(Phrase grounding data)
........

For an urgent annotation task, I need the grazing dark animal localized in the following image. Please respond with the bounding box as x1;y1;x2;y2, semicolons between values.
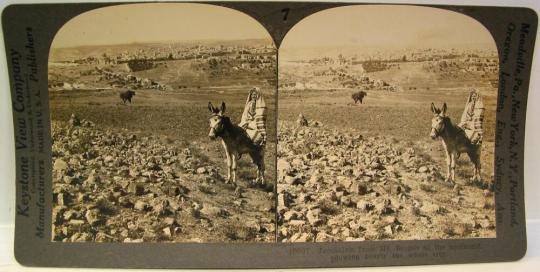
208;102;265;186
430;103;482;184
352;91;367;104
120;90;136;104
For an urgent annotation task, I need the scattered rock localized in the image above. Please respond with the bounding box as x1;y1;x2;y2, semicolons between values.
53;159;69;172
134;200;148;211
201;206;229;218
85;209;103;226
283;211;298;221
162;227;172;239
288;220;306;227
196;167;207;174
384;225;394;236
127;182;145;196
277;120;494;242
306;209;322;226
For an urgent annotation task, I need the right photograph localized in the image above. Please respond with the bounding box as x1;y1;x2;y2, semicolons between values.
277;5;498;242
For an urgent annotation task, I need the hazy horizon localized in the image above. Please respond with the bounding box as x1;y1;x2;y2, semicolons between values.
52;3;272;48
52;38;273;50
281;5;497;61
280;43;497;61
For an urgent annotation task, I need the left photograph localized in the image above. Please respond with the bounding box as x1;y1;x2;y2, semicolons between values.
49;3;277;243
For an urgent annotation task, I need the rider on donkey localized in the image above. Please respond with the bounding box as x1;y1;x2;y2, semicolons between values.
458;88;484;146
239;87;267;147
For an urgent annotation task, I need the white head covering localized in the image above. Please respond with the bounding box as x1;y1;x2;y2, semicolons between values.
240;87;266;127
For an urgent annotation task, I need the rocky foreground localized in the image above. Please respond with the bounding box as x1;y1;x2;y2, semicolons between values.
52;115;275;243
277;120;495;242
50;114;495;243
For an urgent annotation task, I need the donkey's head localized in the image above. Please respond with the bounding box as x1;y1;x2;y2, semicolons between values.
208;102;230;140
430;102;448;139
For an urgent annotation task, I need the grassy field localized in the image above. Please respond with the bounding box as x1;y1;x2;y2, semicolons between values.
50;87;277;184
278;60;497;184
50;86;278;242
277;61;498;241
279;88;496;184
49;39;279;242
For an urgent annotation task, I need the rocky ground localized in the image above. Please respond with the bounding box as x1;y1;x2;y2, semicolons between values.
52;114;275;243
277;120;496;242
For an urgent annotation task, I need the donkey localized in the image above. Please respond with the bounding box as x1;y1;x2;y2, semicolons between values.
207;102;265;186
430;103;482;184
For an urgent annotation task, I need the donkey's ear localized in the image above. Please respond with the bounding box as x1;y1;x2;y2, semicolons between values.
208;102;214;113
442;103;447;116
431;103;439;114
220;102;226;114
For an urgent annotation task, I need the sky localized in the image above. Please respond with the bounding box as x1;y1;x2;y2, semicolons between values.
51;3;271;48
281;5;496;54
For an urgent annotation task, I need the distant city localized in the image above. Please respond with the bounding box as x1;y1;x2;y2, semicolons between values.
52;43;276;70
280;47;498;92
48;41;276;91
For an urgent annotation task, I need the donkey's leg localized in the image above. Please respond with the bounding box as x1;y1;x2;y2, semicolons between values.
474;147;483;183
226;154;232;184
258;150;265;185
466;146;482;184
249;149;265;185
231;153;237;186
467;149;477;182
450;153;456;183
255;159;261;184
443;144;451;182
222;142;232;184
467;150;477;183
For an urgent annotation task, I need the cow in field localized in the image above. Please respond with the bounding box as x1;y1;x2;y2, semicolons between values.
352;91;367;104
120;90;136;104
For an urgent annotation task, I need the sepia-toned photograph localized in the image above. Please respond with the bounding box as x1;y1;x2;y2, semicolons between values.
277;5;498;242
49;3;277;243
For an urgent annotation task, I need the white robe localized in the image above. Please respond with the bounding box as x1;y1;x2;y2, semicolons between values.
458;89;484;145
239;89;267;146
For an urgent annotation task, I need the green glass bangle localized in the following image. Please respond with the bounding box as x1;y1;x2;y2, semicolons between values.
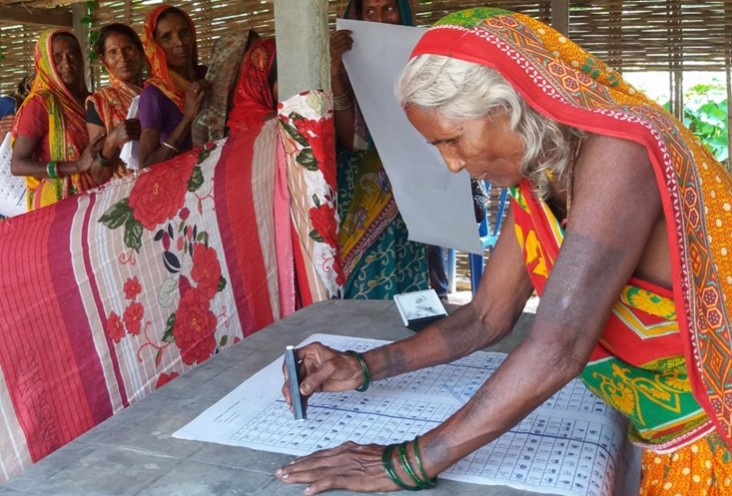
413;436;438;488
382;444;418;491
398;442;430;489
47;161;58;179
345;350;370;392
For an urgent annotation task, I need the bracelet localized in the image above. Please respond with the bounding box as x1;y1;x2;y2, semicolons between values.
382;444;419;491
399;442;430;489
345;350;370;392
412;437;438;488
96;151;113;168
161;140;180;153
332;91;354;111
47;161;58;179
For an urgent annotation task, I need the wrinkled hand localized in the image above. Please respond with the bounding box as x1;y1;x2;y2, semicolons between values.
107;118;141;151
275;441;398;494
183;80;211;120
329;30;353;78
77;132;107;173
281;342;366;411
0;115;14;138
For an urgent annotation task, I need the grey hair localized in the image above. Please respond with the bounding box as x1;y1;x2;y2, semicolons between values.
396;54;584;199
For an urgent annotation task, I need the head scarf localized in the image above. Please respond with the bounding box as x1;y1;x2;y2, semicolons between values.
12;29;91;208
141;5;198;112
226;38;277;135
87;28;144;178
410;7;732;447
342;0;416;26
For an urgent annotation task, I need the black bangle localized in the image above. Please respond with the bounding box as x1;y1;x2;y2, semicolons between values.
345;350;370;392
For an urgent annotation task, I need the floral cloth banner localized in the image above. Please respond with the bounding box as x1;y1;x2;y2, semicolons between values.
278;91;343;303
0;119;291;482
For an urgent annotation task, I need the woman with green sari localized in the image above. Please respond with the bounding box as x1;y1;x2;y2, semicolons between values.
331;0;429;299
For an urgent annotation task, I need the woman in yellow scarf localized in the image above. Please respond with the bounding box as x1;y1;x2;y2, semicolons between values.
11;30;103;210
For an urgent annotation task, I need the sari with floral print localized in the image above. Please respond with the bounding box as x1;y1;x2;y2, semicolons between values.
12;29;93;210
411;8;732;455
338;0;428;299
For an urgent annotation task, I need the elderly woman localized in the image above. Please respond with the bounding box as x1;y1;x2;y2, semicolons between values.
86;23;145;184
138;5;208;167
330;0;429;299
11;30;103;210
277;8;732;495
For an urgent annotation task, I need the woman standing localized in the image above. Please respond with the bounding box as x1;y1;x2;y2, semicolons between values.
11;30;102;210
138;5;208;167
331;0;429;299
86;23;145;184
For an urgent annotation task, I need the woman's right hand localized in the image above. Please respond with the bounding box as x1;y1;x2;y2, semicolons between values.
281;342;367;409
330;30;353;78
107;118;141;152
183;80;210;121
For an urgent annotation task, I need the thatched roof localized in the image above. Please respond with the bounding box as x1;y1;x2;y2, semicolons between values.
1;1;731;95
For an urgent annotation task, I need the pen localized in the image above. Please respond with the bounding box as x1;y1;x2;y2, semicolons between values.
285;345;306;421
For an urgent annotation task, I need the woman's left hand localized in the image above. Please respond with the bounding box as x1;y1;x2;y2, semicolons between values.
275;441;399;494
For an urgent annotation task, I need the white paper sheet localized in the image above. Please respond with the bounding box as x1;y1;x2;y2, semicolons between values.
119;95;140;170
336;19;482;253
174;333;638;496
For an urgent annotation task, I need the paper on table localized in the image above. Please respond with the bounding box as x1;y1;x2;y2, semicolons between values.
119;95;140;170
336;19;482;253
174;333;639;496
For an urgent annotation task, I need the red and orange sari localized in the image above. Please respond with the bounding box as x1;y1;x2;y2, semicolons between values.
86;74;142;179
141;5;198;113
413;8;732;493
12;29;93;210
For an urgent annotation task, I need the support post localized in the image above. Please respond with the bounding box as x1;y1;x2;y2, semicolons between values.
551;0;569;36
273;0;331;101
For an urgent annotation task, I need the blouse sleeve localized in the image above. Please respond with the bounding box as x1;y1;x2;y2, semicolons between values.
86;99;104;127
137;86;163;131
15;96;48;141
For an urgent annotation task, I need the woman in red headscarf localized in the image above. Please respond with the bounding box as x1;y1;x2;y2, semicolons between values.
138;5;208;168
11;29;104;210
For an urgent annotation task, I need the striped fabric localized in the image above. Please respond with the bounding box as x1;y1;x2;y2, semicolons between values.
0;118;292;482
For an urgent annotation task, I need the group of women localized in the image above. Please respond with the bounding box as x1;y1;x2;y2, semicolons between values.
9;5;207;210
7;0;432;301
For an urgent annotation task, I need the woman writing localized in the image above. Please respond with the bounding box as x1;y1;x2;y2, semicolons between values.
138;5;208;168
277;8;732;494
331;0;429;299
11;30;103;210
86;23;145;184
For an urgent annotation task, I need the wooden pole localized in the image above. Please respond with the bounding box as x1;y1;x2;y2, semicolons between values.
551;0;569;36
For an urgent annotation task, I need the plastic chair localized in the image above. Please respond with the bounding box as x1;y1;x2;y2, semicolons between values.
469;184;509;294
445;182;509;296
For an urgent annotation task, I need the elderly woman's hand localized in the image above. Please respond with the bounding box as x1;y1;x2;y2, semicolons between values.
183;80;210;121
76;132;108;173
107;118;141;152
329;30;353;78
281;342;368;411
275;441;400;494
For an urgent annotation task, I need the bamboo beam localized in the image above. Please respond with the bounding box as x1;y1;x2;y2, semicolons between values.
0;5;72;28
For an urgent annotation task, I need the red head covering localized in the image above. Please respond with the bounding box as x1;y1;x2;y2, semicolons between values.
141;4;198;112
226;38;277;135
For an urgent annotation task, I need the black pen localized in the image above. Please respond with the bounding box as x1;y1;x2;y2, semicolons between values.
285;345;306;421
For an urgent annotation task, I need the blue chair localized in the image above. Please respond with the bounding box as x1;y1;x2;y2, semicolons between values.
468;183;509;294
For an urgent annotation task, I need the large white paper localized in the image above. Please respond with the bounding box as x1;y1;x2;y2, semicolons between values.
174;333;639;496
336;19;482;253
0;132;26;217
119;95;140;170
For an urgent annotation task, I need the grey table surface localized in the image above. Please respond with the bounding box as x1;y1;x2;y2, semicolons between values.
0;299;560;496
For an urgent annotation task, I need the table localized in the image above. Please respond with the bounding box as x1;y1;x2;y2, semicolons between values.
0;300;563;496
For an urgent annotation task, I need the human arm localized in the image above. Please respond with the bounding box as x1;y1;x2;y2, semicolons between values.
139;80;209;168
277;134;663;493
330;30;357;151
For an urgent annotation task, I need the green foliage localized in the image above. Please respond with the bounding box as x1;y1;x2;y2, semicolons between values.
664;83;728;166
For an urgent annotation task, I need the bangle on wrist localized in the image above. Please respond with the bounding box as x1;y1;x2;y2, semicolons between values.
47;161;58;179
96;151;113;168
162;140;180;153
345;350;371;392
333;91;354;111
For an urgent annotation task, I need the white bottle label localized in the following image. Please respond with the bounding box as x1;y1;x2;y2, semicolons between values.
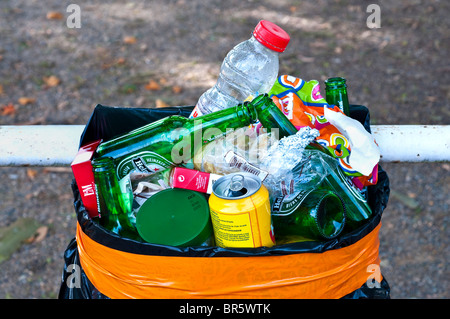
224;151;269;182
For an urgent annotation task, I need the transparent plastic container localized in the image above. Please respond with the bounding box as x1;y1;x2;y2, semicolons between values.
190;20;290;118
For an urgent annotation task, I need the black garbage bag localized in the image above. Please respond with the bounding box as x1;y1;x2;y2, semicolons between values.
59;104;390;299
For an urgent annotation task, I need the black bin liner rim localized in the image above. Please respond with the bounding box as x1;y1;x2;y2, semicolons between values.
72;103;390;258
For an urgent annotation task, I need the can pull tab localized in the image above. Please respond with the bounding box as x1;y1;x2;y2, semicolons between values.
227;174;248;197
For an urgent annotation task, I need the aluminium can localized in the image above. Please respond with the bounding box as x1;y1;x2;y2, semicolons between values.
208;172;275;248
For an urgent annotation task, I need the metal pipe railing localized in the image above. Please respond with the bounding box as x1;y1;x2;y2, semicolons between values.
0;125;84;167
0;125;449;166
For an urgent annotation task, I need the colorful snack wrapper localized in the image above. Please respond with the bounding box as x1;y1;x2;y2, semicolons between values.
268;75;379;188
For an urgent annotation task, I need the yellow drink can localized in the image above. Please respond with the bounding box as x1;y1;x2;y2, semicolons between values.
209;173;275;248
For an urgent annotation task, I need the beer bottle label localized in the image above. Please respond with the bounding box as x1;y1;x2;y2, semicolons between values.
116;151;174;179
271;188;314;216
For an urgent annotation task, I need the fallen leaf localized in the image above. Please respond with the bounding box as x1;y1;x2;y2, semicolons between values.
18;97;36;105
0;84;3;95
26;168;38;180
43;75;60;87
25;192;34;200
155;99;169;108
309;41;328;49
46;11;63;20
407;192;417;199
145;80;161;91
172;85;182;94
57;100;69;110
116;57;126;65
135;96;145;107
1;103;16;116
26;226;48;244
102;57;126;69
298;54;315;63
101;62;113;69
43;167;72;173
123;36;137;44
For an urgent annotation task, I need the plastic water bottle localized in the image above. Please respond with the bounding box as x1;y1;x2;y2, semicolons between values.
189;20;290;118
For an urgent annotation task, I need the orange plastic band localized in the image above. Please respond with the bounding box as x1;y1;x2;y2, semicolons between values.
76;223;382;299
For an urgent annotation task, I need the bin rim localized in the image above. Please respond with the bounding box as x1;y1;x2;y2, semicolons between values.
72;103;390;258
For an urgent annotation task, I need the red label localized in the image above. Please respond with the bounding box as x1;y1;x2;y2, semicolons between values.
71;140;102;218
171;167;221;194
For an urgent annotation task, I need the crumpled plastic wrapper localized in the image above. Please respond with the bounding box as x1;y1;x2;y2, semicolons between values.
261;126;320;174
259;127;331;200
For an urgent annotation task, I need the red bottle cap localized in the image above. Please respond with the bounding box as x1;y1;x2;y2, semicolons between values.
253;20;290;52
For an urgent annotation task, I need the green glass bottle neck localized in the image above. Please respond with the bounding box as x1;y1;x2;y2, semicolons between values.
325;77;347;91
192;100;258;131
325;77;350;115
191;93;300;140
92;157;115;172
250;94;298;138
93;158;125;215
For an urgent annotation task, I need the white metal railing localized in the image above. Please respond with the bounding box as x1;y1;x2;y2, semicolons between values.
0;125;449;166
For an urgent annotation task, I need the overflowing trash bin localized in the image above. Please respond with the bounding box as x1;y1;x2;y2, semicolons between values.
58;102;390;299
58;20;390;299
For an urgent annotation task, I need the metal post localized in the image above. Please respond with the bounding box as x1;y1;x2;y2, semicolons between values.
0;125;449;166
371;125;450;162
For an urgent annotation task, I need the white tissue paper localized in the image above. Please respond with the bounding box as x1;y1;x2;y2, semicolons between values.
324;106;380;176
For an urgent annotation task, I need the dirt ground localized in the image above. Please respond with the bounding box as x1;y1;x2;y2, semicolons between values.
0;0;448;299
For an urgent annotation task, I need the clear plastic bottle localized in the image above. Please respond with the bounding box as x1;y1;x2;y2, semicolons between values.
189;20;290;118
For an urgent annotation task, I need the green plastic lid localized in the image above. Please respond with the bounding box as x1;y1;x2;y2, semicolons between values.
136;188;212;247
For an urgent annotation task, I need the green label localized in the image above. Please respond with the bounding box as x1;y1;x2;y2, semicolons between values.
271;188;314;216
116;151;174;179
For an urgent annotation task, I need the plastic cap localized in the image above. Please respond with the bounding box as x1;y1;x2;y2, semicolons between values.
253;20;290;52
135;188;212;247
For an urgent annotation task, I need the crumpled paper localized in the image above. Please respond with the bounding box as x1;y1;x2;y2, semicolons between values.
324;106;380;176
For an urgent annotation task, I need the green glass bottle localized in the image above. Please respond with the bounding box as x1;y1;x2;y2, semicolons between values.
92;157;142;241
270;148;372;236
271;189;346;241
312;150;372;229
93;94;297;180
325;77;350;116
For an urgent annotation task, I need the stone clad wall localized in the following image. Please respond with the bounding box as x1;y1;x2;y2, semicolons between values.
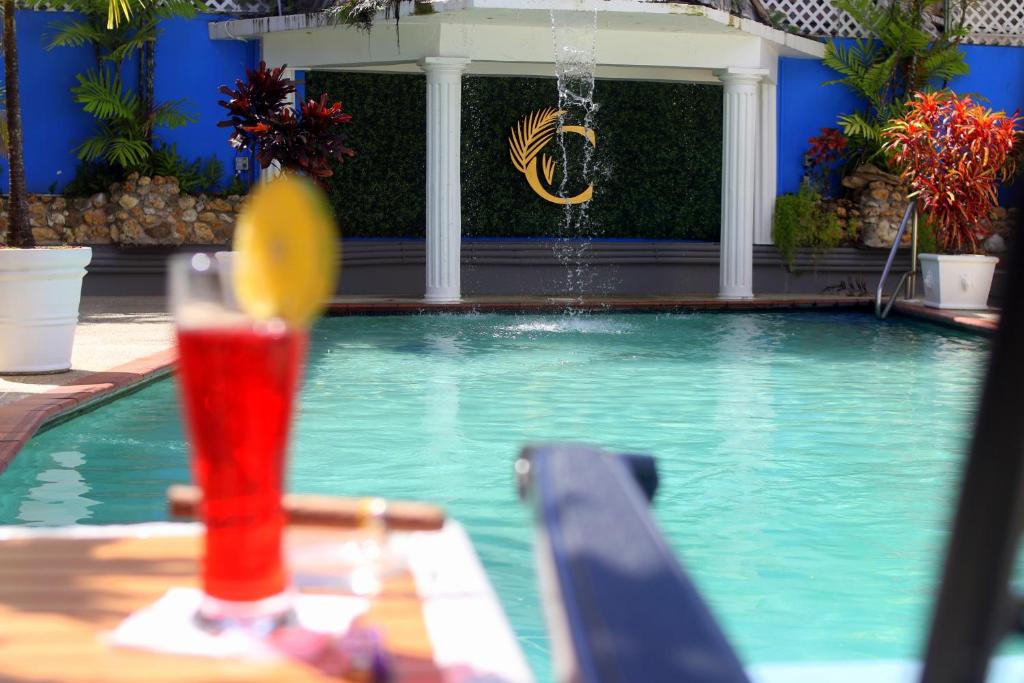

........

Make an exact copy of only those lines that run from the line with "glass bottle localized" through the end of the records, excluding pictures.

For an urgent annotation task, I need the green glass bottle localized in the image above. Please respond with the bounding box as x1;y1;x2;y2, semicolons between values.
92;157;142;241
270;148;372;236
271;189;346;241
312;150;372;229
93;94;297;180
325;77;350;116
For an urgent annotation task, I need the stone clad wall localized in the following image. Please respond with the bounding box as x1;y1;x2;y2, semicolons between values.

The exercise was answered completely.